▶ [GIVEN PROBLEM A]
Answer these questions about the excerpt on Galbraith:
(i) Whose "light and ironic" phrase is the realm of the text contrasted with?
(ii) What does the text say the "Religious Right" would not have started had it fully grasped the contempt it was held in?
(iii) Whose work does the text say Galbraith never even skimmed?

The cumulative effect is to intimidate those who believe themselves not well enough informed to contradict so high an authority. We are far from the realm of Jane Austen’s light and ironic “It is a truth universally acknowledged.” When J. K. Galbraith enunciates a truth universally acknowledged, he does not want us to smile inwardly; he wants us to fear not being included in le tout Paris of correct, generous, and humane thought. What fool does not wish to be on the side of the inevitable? Who does not want to recognize what has so long been recognized? Who dares to deny that what the Paul M. Warburg Professor of Economics says three times is true?

It’s hard to convince most Americans that a) those who are raised at the top hold a high opinion of themselves and a low one of the rest of humanity and b) they’re so convinced of their own rectitude that they’re oblivious to the real nature of their idea.  It’s been that way for a long time.  As I said in a post about growing up in Palm Beach:

Attitudes from the “coasts” about “flyover country” in the U.S. have been deep seated for a long time; stage productions like this only reinforced that. It’s fair to say that, if the “Religious Right” had fully grasped the contempt they were held in when the movement first got going in the late 1970’s they would not have started the Moral Majority: they would have started a revolution.

Dalrymple also notes this:

There remains, however, an astonishingly gaping absence in Galbraith’s worldview. While he is perfectly able to see the defects of businessmen—their inclination to megalomania, greed, hypocrisy, and special pleading—he is quite unable to see the same traits in government bureaucrats. It is as if he has read, and taken to heart, the work of Sinclair Lewis, but never even skimmed the work of Kafka.

▶ [GIVEN PROBLEM B]
Return every line of the entries below that contains the word "door". Case counts.

(Coordinate annotation entries)
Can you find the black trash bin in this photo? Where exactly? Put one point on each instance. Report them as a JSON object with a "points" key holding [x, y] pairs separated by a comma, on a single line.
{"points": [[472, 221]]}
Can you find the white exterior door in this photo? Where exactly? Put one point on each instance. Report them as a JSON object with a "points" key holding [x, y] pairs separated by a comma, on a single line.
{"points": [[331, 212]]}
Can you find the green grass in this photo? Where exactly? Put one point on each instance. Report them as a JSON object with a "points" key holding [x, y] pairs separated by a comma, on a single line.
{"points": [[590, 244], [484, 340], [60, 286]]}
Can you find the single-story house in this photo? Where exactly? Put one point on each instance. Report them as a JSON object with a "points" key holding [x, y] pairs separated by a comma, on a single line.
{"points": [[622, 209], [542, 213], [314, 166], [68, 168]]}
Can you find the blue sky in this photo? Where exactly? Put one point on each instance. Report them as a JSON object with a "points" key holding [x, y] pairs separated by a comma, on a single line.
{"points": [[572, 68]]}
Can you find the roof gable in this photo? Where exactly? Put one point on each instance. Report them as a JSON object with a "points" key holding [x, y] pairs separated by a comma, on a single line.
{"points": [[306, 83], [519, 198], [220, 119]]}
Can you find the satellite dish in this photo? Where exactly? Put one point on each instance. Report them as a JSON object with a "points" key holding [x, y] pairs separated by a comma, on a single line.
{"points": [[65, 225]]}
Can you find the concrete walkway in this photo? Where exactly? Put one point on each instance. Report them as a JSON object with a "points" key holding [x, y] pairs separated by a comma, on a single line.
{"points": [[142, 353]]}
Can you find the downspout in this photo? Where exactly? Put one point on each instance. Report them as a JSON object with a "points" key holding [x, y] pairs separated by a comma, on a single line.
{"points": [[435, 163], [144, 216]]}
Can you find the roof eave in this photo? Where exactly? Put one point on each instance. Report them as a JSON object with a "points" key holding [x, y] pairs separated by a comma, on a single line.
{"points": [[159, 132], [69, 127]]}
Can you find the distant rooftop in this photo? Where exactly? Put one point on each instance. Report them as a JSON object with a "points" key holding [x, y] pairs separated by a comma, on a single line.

▶ [WORKED ANSWER A]
(i) Jane Austen's
(ii) The Moral Majority
(iii) Kafka's

▶ [WORKED ANSWER B]
Can you find the white exterior door in this photo? Where exactly? Put one point on each instance. Report them as a JSON object with a "points" key holding [x, y] pairs separated by a comma, on a single line.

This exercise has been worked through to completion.